═══ FRAGMENTO PARA LEER

# Terms of Endearment (for a girl)



## TJN23

Hola a todos,

Si estuviérais saliendo con tu novia (chicas por favor imaginaos que sois chicos) durante muy poco tiempo cuales palabras se le podrían decir sin paracer muy fuerte....

por ejemplo, siempre le digo "guapa" o "guapetona"

mi pregunta es...son las siguientes palabras muy fuertes? es que en inglés no tenemos estas traducciones literales:
"corazon"
"cielo"
"sol"
"preciosa"

todavia no nos decimos "te quiero" pero quiero expresarme mejor con ella, pero de momento no quiero parecer super romantico sabes?  ya me lo explicaréis...

thanks in advance,

Tim


----------



## alc112

te refieres a fuertes como diciendo si son malas palabras (dirty words)?
esas palabras no son malas, son tiernas.
Usalas tranquilamente
Te digo otra palabra más para q le digas:  Bombon
espero que q te sea util


----------



## mariag

Hola! Soy de Argentina, así que te puedo dar sólo mi punto de vista, no sé de dónde es la chica.... 
Voy una por una:
"corazón": a mi personalmente no me gusta, pero es mi opinión... además, creo que si todavía no se dicen te quiero, es fuerte...
"cielo": idem anterior
"sol": idem, aunque por ahí no suena tan fuerte.
"preciosa": me parece la mejor de todas, pero tampoco me gusta (JA! Qué complicada!... no?)

Un opción que me gusta mucho para cuando todavía la cosa no es muy seria es "bombón" y sus variantes (Bombonazo, por ejemplo...). Pero no sé si eso no es muy argentino.... Acá también decimos "negra" o "negrita", que es cariñoso. Todo depende del lugar de donde sea tu chica.

══════
═══ REGISTROS MOSTRADOS

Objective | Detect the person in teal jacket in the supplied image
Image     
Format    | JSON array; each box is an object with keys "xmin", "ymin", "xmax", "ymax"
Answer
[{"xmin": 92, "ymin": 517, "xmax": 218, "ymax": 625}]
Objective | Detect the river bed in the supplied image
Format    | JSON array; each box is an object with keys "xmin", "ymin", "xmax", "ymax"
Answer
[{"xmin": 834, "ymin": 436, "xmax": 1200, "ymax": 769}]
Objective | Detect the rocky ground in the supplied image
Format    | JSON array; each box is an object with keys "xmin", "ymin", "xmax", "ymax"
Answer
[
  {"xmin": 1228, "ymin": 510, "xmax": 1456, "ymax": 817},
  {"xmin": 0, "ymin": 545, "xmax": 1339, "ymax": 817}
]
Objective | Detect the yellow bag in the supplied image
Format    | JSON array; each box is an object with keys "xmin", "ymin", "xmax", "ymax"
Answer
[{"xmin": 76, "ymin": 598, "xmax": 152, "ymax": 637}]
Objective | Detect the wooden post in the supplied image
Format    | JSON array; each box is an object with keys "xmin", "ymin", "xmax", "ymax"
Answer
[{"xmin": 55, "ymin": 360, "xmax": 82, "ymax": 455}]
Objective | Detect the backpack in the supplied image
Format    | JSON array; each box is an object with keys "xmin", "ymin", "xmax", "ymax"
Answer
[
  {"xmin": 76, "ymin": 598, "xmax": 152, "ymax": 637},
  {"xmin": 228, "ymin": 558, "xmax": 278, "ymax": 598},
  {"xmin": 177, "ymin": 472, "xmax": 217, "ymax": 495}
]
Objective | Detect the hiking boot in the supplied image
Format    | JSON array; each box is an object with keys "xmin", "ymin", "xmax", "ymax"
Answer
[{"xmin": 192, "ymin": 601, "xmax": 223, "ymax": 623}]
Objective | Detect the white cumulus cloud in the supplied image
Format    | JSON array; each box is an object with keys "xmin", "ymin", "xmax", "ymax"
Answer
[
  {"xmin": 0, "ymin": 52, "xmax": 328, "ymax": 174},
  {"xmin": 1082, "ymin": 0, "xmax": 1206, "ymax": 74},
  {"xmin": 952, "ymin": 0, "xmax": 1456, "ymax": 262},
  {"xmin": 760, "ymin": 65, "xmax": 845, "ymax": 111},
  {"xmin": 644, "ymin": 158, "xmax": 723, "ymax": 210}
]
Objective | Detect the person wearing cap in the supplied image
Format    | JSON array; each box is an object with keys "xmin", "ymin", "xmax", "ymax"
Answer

══════

REQUISITOS:
• 1. Reescribe la parte de los registros que empieza en la línea que contiene "Objective | Detect the yellow" y termina al final de los registros, con ambos extremos incluidos y sin omitir ninguna línea. Desplaza en -146 cada coordenada de las respuestas y deja el resto tal como está.
• 2. Prosigue el hilo sobre apelativos cariñosos para una novia a partir de donde se detiene.

RESPUESTAS DADAS:
• 1.
Objective | Detect the yellow bag in the supplied image
Format    | JSON array; each box is an object with keys "xmin", "ymin", "xmax", "ymax"
Answer
[{"xmin": -70, "ymin": 452, "xmax": 6, "ymax": 491}]
Objective | Detect the wooden post in the supplied image
Format    | JSON array; each box is an object with keys "xmin", "ymin", "xmax", "ymax"
Answer
[{"xmin": -91, "ymin": 214, "xmax": -64, "ymax": 309}]
Objective | Detect the backpack in the supplied image
Format    | JSON array; each box is an object with keys "xmin", "ymin", "xmax", "ymax"
Answer
[
  {"xmin": -70, "ymin": 452, "xmax": 6, "ymax": 491},
  {"xmin": 82, "ymin": 412, "xmax": 132, "ymax": 452},
  {"xmin": 31, "ymin": 326, "xmax": 71, "ymax": 349}
]
Objective | Detect the hiking boot in the supplied image
Format    | JSON array; each box is an object with keys "xmin", "ymin", "xmax", "ymax"
Answer
[{"xmin": 46, "ymin": 455, "xmax": 77, "ymax": 477}]
Objective | Detect the white cumulus cloud in the supplied image
Format    | JSON array; each box is an object with keys "xmin", "ymin", "xmax", "ymax"
Answer
[
  {"xmin": -146, "ymin": -94, "xmax": 182, "ymax": 28},
  {"xmin": 936, "ymin": -146, "xmax": 1060, "ymax": -72},
  {"xmin": 806, "ymin": -146, "xmax": 1310, "ymax": 116},
  {"xmin": 614, "ymin": -81, "xmax": 699, "ymax": -35},
  {"xmin": 498, "ymin": 12, "xmax": 577, "ymax": 64}
]
Objective | Detect the person wearing cap in the supplied image
Format    | JSON array; each box is an object with keys "xmin", "ymin", "xmax", "ymax"
Answer

• 2.
Espero haberte ayudado!!
Igual, acordate que lo que importa es lo que salga de adentro!! Decile lo que tengas ganas y lo que sientas!


----------



## belén

A mi me gustan:
Cariñito/Cariño
Cosita


----------



## funnydeal

A mi me gustan:

princesa, mi amor, mi cielo, preciosa

wow, creo que mejor me detengo


----------



## Learning

Yo soy de España y todas me suenan bien


----------



## mariag

cosita me encantó!!!!!!!!!!!!!!! esa es muuuuuy buena...


----------



## TJN23

pues soy gringo (o yanki como dicen en españa) y estoy de beca en España...asi que la chica es española...estoy totalmente pillado por ella!

asi que, para los españoles, éstas quedan bien:

cariño
cariñito
princesa
preciosa (ya la he usado!)
bombón (está bien para españa?)
corazón
cielo
sol

otra pregunta, cual es mejor: "eres un sol/cielo" o "hola cielo/sol"

Thanks in advance!


----------



## weird

Me encantan todas las palabras, son muy cariñosas y no tan comprometedoras como te quiero.

Yo le diría,  Hola cielo. Y cuando ella me dijera algo gracioso o bonito, le diría mientras se me cae la baba ¡eres un sol!


----------



## TJN23

vale!

que quiere decir *mientras se me cae la baba* ?


----------



## weird

caérsele a alguien la baba~. (saliva espesa)
 1. fr. coloq. U. para dar a entender, o que es bobo, o *que experimenta gran complacencia viendo u oyendo cosa que le sea grata. * 

Es figurativo, aunque, cuando estás enamorado se te queda la boca abierta con cualquier cosita que te dice la otra persona, por lo tanto puede que *se te caiga la baba de verdad*


----------



## Tormenta

weird said:
			
		

> caérsele a alguien la baba~. (saliva espesa)
> 1. fr. coloq. U. para dar a entender, o que es bobo, o *que experimenta gran complacencia viendo u oyendo cosa que le sea grata. *
> 
> Es figurativo, aunque, cuando estás enamorado se te queda la boca abierta con cualquier cosita que te dice la otra persona, por lo tanto puede que *se te caiga la baba de verdad*




Personalmente me gustan:
Preciosa, sol (eres un sol), cariño y  muñeca.  Sin babas, porfa, pero con los ojitos del gatito de Shrek (digo, si no es mucho pedir)


----------



## belén

¿¿Así Tormenta???


¡¡Estoy enamorada de este bicho!!!!


----------



## Tormenta

belen said:
			
		

> ¿¿Así Tormenta???
> 
> 
> ¡¡Estoy enamorada de este bicho!!!!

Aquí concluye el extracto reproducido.